El ciudadano de la República es un personaje ambivalente. En efecto, es un elemento de la nación una e indivisible, pero sólo puede actuar a través de sus representantes, y su poder acaba la noche de las elecciones, pues a partir de ahí sus representantes hablan y actúan en su nombre. Con la V República, sin embargo, el ciudadano adquiere un mayor protagonismo en la instituciones gracias a la multiplicación de las citas electorales (elecciones presidenciales, legislativas, regionales, cantonales, municipales, europeas), la aparición del referéndum constituyente y legislativo (aunque su aplicación sea muy limitada: nueve en cuarenta años), y el llamamiento a los electores para dirimir conflictos mediante la disolución de la Asamblea Nacional (en cuatro ocasiones).

Cada vez más solicitado, el ciudadano elector ejerce su función con renuencia, ya que el voto, en Francia, es voluntario. Las últimas décadas han estado marcadas por el aumento de la abstención, pero también del voto en blanco, así como por una movilidad electoral que se caracteriza por la pérdida de influencia de los compromisos tradicionales (religioso, social, generacional) y por el cambio de voto según el tipo de elección del que se trate. Al mismo tiempo, la ciudadanía europea, que permite a los ciudadanos de la Unión Europea participar en las elecciones municipales y europeas, ha abierto una brecha en el estrecho vínculo existente en Francia -a diferencia de ciertas democracias escandinavas, por ejemplo- entre nacionalidad y ciudadanía.

_TAREAS A REALIZAR_.
a – Según el texto sobre el ciudadano de la República, ¿en cuántas ocasiones se ha llamado a los electores mediante la disolución de la Asamblea Nacional?
b – Reproduzca de forma literal el pasaje del texto sobre el ciudadano de la República que va desde "Cada vez más" hasta "nacionalidad y ciudadanía.", ambos incluidos.

_MATERIAL PROPORCIONADO_.
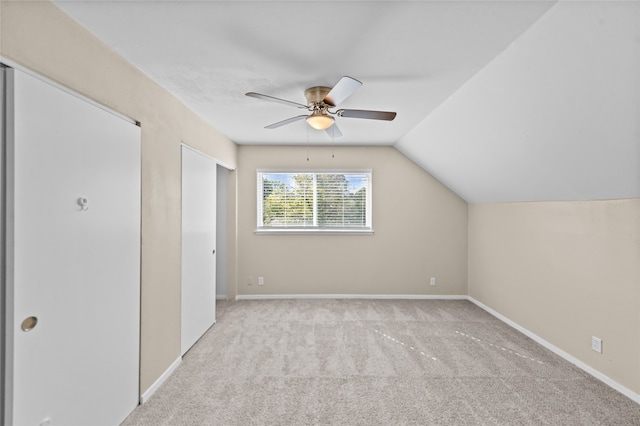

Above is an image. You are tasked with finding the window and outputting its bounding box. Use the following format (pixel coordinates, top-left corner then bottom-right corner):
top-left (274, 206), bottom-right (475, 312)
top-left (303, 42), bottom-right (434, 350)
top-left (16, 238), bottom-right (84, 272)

_SOLUCIONES POR TAREA_.
a – En cuatro ocasiones.

b –
Cada vez más solicitado, el ciudadano elector ejerce su función con renuencia, ya que el voto, en Francia, es voluntario. Las últimas décadas han estado marcadas por el aumento de la abstención, pero también del voto en blanco, así como por una movilidad electoral que se caracteriza por la pérdida de influencia de los compromisos tradicionales (religioso, social, generacional) y por el cambio de voto según el tipo de elección del que se trate. Al mismo tiempo, la ciudadanía europea, que permite a los ciudadanos de la Unión Europea participar en las elecciones municipales y europeas, ha abierto una brecha en el estrecho vínculo existente en Francia -a diferencia de ciertas democracias escandinavas, por ejemplo- entre nacionalidad y ciudadanía.